### TASK STATEMENT
The records below hold pictures; please leave those out and retype the rest exactly.

### RAW RECORDS

/---

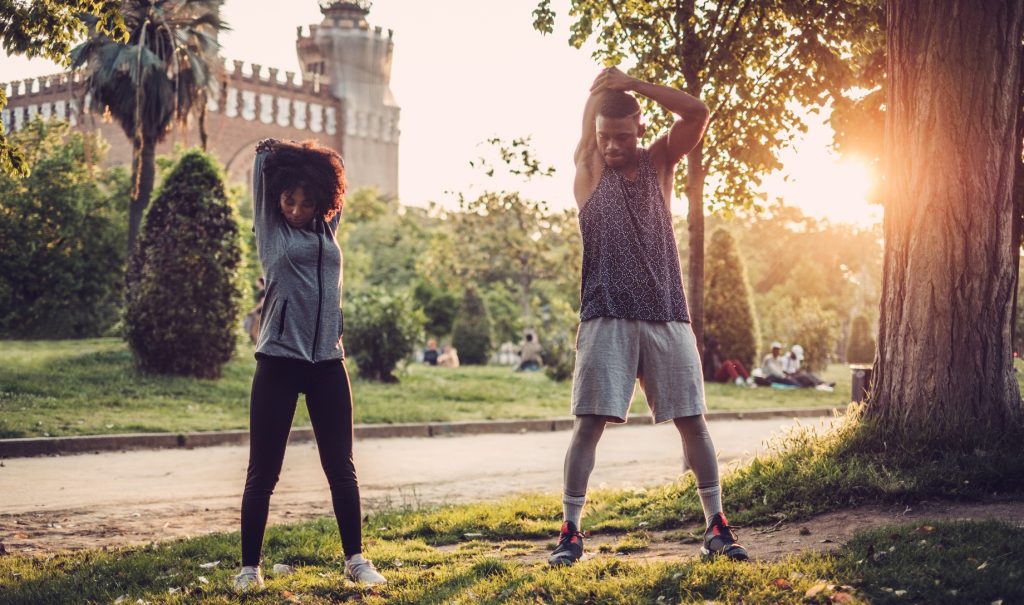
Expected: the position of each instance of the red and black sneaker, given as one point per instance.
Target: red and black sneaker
(720, 539)
(569, 548)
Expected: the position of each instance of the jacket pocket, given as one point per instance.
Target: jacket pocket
(281, 326)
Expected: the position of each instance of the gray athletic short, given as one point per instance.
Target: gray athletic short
(611, 354)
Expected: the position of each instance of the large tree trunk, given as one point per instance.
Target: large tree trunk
(147, 156)
(944, 368)
(694, 221)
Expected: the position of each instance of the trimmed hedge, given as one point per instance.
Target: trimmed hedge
(183, 291)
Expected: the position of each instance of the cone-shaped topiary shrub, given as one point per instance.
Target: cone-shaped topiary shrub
(861, 347)
(471, 333)
(183, 293)
(728, 308)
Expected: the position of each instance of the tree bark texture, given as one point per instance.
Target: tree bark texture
(944, 366)
(136, 209)
(694, 222)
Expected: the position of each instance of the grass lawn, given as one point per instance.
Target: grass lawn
(952, 563)
(470, 553)
(88, 387)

\---

### ANSWER TO THIS TASK
Expected: the position of each instance of the red and black sneaker, given as one point per instance.
Target: red and black sneaker
(720, 539)
(569, 548)
Expected: the position of each instance of the jacket pocket, given as one point per instance.
Target: jacket pocket
(281, 326)
Expected: the position of each instance of the gray athletic short, given as one point per instance.
Target: gray athletic short
(611, 354)
Expected: the position of each instance of the large tree trunk, given as one point per instance.
Target: large tree trunk
(147, 156)
(944, 368)
(694, 221)
Expected: the position of each instance of the trimmed hedge, given as one point per instance.
Target: trimmed hedge
(183, 291)
Expected: the position of each instance of the cone-shaped topiary shrub, given as one point per instance.
Target: cone-shaped topiary shrub
(861, 347)
(471, 333)
(183, 293)
(728, 308)
Expected: the position of each instance of the tree bark texture, given as one point per instance.
Target: tree bark texture
(944, 366)
(136, 209)
(694, 222)
Expected: the position of each instance of the grass lawn, given as one point per instance.
Target: grass lawn
(952, 563)
(470, 553)
(88, 387)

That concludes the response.